▶ [Task] Please return all records verbatim, no pictures.

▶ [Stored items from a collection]
_ _ _ _
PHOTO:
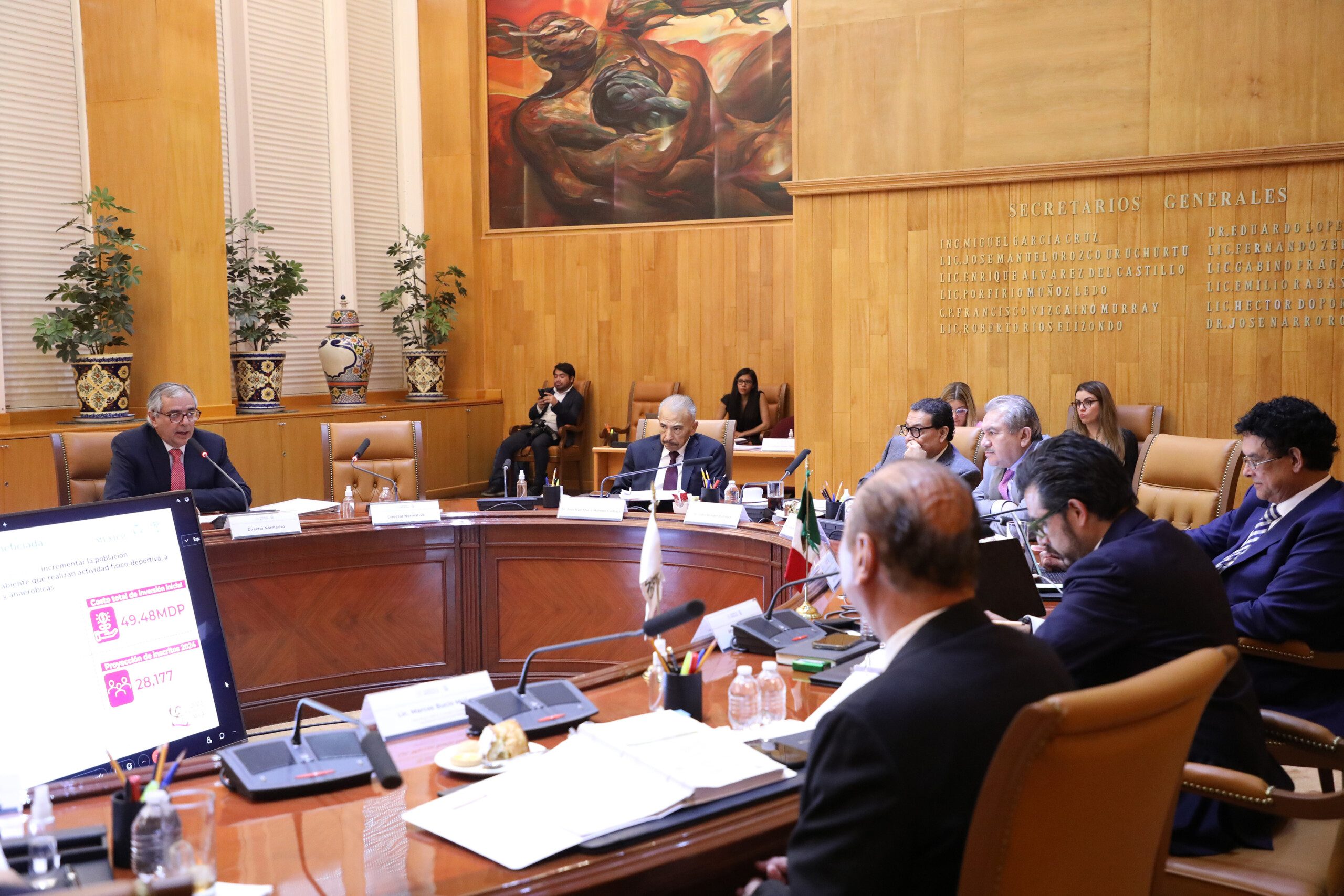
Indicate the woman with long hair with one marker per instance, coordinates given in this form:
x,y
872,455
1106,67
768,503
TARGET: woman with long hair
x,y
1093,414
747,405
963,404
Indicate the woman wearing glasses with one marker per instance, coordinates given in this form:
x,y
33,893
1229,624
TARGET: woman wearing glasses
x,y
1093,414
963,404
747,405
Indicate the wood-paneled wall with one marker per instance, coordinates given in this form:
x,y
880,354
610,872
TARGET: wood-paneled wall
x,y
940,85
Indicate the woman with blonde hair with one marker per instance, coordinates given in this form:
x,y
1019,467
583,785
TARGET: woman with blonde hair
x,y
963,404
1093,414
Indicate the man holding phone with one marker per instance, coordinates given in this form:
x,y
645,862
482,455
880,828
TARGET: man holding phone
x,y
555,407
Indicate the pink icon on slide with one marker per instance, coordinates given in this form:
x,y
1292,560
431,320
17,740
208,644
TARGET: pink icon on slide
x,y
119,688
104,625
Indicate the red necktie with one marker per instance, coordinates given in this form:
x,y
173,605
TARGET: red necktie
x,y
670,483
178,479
_ _ _ _
▶ [Completed exercise]
PHOTO:
Indicate the woman with long hair with one marker per instance, coordinates given in this form:
x,y
872,455
1106,67
768,503
TARGET: woman with long hair
x,y
1093,414
747,405
963,404
Indicate the woman wearing glasses with one marker per instance, coordinates given in this form:
x,y
33,893
1229,624
TARGET: woman wearing glasses
x,y
1093,414
963,404
747,405
Indicate the wood-paneled wall with one marker per instance, coordinates given in this form:
x,y
880,354
610,872
TARGET: wood-paneled wall
x,y
940,85
Indicate the woman with blonde hair with one marker per instance, coordinates given in this form:
x,y
1019,467
583,785
TARGET: woman with blonde hair
x,y
963,404
1093,414
Indicate the man holding phone with one marker per instance, coordinates given in this form:
x,y
645,862
482,455
880,828
TARGET: man holding phone
x,y
555,407
Indicate the pink icon on slide with one marker per instance, coordinates given in this form:
x,y
1292,560
431,320
17,740
208,644
TARGET: pink icon on slide
x,y
119,688
104,625
Indicate the red necktie with one marker per instance, coordinates given in this form:
x,y
173,605
TARGET: red necktie
x,y
670,483
178,479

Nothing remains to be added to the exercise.